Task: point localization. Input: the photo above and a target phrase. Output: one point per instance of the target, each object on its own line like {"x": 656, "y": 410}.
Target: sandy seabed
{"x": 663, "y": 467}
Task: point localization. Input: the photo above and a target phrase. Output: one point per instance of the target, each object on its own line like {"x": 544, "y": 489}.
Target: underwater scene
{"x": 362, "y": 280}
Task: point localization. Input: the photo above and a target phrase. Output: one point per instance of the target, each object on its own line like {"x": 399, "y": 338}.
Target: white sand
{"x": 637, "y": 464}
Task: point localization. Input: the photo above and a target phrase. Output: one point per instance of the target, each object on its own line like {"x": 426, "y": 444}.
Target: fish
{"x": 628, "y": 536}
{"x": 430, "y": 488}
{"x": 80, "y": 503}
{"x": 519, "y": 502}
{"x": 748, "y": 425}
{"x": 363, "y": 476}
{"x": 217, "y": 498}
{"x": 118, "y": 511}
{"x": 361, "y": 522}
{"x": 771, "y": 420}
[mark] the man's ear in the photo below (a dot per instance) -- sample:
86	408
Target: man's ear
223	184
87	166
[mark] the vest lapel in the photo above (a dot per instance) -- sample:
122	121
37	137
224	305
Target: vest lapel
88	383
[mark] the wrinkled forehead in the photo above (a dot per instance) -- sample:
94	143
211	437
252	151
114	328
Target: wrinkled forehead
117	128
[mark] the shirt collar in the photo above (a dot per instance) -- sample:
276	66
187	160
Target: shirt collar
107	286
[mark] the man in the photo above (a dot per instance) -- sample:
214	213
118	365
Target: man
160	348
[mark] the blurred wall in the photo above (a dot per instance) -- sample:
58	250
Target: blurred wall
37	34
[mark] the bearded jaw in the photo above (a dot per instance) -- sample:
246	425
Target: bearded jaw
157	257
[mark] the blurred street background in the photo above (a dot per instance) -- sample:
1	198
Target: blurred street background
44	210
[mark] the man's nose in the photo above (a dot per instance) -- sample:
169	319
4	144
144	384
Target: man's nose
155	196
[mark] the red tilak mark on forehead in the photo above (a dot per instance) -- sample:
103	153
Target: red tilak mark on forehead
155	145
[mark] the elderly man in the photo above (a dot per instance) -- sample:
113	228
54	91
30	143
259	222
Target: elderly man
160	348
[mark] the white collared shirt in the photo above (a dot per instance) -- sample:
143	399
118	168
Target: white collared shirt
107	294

### Required work
Please show every line of the records that holds the word "point".

### Response to this exercise
Task: point localization. Input: the photo above and a target phrase. Output: one point per instance of the target, each object on its own line like {"x": 656, "y": 410}.
Task: point localization. Input: the photo above and a target phrase. Output: one point per instance of the target, each object on its own line like {"x": 544, "y": 489}.
Task: point localization. Input: the photo above and a target phrase. Output: one point per instance of the target, each object on its own line like {"x": 399, "y": 338}.
Task: point localization. Input: the photo above and a target phrase. Output: one point per instance of the target, each object on its own line like {"x": 426, "y": 444}.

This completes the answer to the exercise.